[Work order A] Summarize the youth column on plastic bags below in two sentences.
[Work order B] In the youth column on plastic bags below, rewrite the paragraph beginning "In the past, the provincial government" more briefly, keeping its main facts.

[Reading text]
Start of Block

YOUTH VOICE: Action needed on plastic

Non-biodegradable bags need regulation, elimination, writes youth columnist Japreet Lehal.

It is time for our municipal governments and provincial government to discuss an issue that affects our environment and is given out billions of times.

It is long overdue to take action on the regulation of single-use, non-biodegradable plastic bags.

The Victoria city council is discussing the idea. It is time for local governments, like Surrey and Delta, to make their voice heard on this important matter as well.

It is estimated (Surfrider Foundation) that on a yearly basis in Canada, 2.86 billion plastic bags are used.

In the past, the provincial government did not allow action on this matter to proceed, when Vancouver wanted to ban the use of single-use plastic bags. However, with renewed momentum on this issue in Victoria, other cities have an opportunity to also explore solutions, and encourage the provincial government to introduce ways to address the problem.

Plastic in the ocean has led to the death of thousands of marine animals, and polluted pristine waters. It can take hundreds of years for plastic to decompose.

This plastic pollution affects ecosystems and ultimately the health and well-being of our planet.

Alternatives to plastic bags, such as cloth bags that can be re-used for a fairly long period of time, are more eco-friendly.

Marine life is also threatened because, according to the United Nations Environment Programme 2011 Yearbook, plastics in the ocean can “absorb… pollutants including PCBs.” This can lead to “endocrine disruption affecting reproduction, increases in the frequency of genetic mutations (mutagenicity) and a tendency to cause cancer (carcinogenicity).”

While the research is not fully comprehensive and definitive, plastic pollution could negatively affect human health.

We simply cannot risk inaction in the face of the dangers that such pollutants could pose to marine animals and our human health.

End of Block

[Records provided]
Start of Block

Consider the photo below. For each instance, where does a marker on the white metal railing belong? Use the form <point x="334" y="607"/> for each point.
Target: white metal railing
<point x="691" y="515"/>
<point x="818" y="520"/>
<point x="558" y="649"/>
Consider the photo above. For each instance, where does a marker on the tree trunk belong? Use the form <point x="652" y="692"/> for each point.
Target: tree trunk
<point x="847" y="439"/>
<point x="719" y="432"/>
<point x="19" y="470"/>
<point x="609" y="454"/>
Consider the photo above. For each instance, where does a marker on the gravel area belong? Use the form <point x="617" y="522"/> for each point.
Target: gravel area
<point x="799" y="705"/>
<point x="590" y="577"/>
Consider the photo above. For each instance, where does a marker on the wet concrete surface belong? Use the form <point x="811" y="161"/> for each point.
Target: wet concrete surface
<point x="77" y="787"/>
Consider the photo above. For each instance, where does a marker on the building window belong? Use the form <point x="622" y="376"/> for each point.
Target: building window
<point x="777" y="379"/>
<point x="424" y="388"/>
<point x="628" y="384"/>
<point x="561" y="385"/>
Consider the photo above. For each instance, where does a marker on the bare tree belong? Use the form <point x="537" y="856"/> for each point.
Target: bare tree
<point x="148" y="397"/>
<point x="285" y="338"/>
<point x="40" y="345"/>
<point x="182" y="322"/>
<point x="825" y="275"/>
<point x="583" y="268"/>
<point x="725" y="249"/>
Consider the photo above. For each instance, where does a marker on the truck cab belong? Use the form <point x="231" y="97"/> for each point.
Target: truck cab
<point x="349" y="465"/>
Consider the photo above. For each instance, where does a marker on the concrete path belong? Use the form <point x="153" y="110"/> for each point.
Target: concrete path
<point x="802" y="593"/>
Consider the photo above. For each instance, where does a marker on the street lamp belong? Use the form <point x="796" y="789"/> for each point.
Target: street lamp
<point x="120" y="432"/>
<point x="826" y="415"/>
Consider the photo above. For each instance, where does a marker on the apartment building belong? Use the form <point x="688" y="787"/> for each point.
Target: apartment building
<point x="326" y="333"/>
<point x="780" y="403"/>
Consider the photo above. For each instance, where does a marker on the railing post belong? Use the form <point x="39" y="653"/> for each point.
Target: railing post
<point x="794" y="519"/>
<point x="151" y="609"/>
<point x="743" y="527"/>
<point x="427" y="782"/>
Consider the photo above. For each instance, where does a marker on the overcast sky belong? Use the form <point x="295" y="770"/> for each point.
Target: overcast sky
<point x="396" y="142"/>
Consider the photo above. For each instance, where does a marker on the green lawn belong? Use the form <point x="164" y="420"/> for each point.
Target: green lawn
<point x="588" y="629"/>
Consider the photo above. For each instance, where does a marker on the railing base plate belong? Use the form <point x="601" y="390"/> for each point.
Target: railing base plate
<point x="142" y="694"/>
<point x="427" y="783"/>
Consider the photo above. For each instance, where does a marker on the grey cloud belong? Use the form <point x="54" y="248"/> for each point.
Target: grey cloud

End of Block

[Exercise output A] The column argues that municipal governments and the provincial government need to act on regulating single-use, non-biodegradable plastic bags, noting that Victoria's city council is discussing the idea and that Surrey and Delta should make their voice heard as well. It cites harm to marine animals and ecosystems, possible risks to human health, and more eco-friendly alternatives such as reusable cloth bags.

[Exercise output B] The provincial government once blocked Vancouver's attempt to ban single-use plastic bags. With renewed momentum in Victoria, other cities can now explore solutions and urge the province to introduce ways to address the problem.